## REQUIREMENTS
Reproduce the records below in full and exactly, without their images.

--- Begin PROVIDED DATA ---

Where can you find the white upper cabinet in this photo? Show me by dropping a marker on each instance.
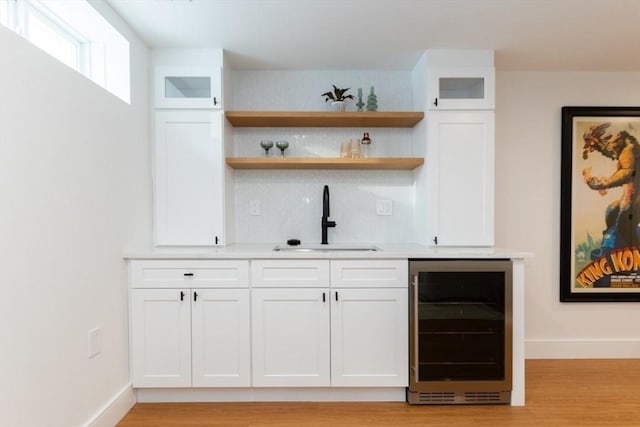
(189, 178)
(464, 88)
(461, 177)
(188, 87)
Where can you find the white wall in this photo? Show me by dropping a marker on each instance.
(74, 194)
(528, 141)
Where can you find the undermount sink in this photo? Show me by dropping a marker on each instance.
(326, 248)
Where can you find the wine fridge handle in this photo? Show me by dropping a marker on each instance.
(413, 328)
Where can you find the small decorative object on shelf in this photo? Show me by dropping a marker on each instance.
(372, 101)
(365, 143)
(360, 103)
(345, 150)
(267, 146)
(282, 145)
(337, 97)
(355, 149)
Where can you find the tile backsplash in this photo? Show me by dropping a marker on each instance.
(291, 200)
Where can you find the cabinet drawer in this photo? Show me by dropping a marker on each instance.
(189, 273)
(370, 273)
(285, 273)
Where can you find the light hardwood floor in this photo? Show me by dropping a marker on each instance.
(558, 393)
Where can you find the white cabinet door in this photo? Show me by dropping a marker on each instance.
(161, 338)
(466, 88)
(290, 337)
(189, 178)
(220, 338)
(461, 178)
(187, 87)
(369, 337)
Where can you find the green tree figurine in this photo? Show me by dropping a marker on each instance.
(372, 101)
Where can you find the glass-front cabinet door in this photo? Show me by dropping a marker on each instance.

--- End PROVIDED DATA ---

## SOLVED EXERCISE
Where can you find the white upper cabinet in this photo? Show me by dropping a marker on each instance.
(189, 178)
(464, 88)
(461, 177)
(188, 87)
Where can you find the white wall in this photo? Show me by dropping a marker on each instance.
(74, 194)
(528, 141)
Where can you find the undermount sink in this photo? Show me by dropping a marker on each instance.
(326, 248)
Where can you find the wine fridge handle in this photo? Show me by dropping a marker on each instance.
(413, 328)
Where can you find the small decorative object on shelf in this photo? Show me by dropping a marker on each instance.
(372, 101)
(365, 143)
(360, 103)
(345, 150)
(267, 146)
(282, 145)
(337, 97)
(355, 149)
Where can you find the tile backsplash in this photo? Show me by dropping a marker on each instance.
(291, 200)
Where can you find the cabinet drawer in this photo? Show me by dropping a marker on each instance.
(189, 273)
(370, 273)
(285, 273)
Where can you find the light hardwood floor in this photo? Show me by dropping a marker on each instance.
(558, 393)
Where can you find the white cabinet door in this photo? Show me by dropping a marker on each instance.
(161, 338)
(466, 88)
(290, 337)
(189, 178)
(220, 338)
(461, 178)
(187, 87)
(369, 337)
Where can you find the green tree figurine in this photo? Show me by dropping a marker on each instance.
(372, 101)
Where can you find the glass-front cabinet door in this photo? Show me by dropping a marker on each instance.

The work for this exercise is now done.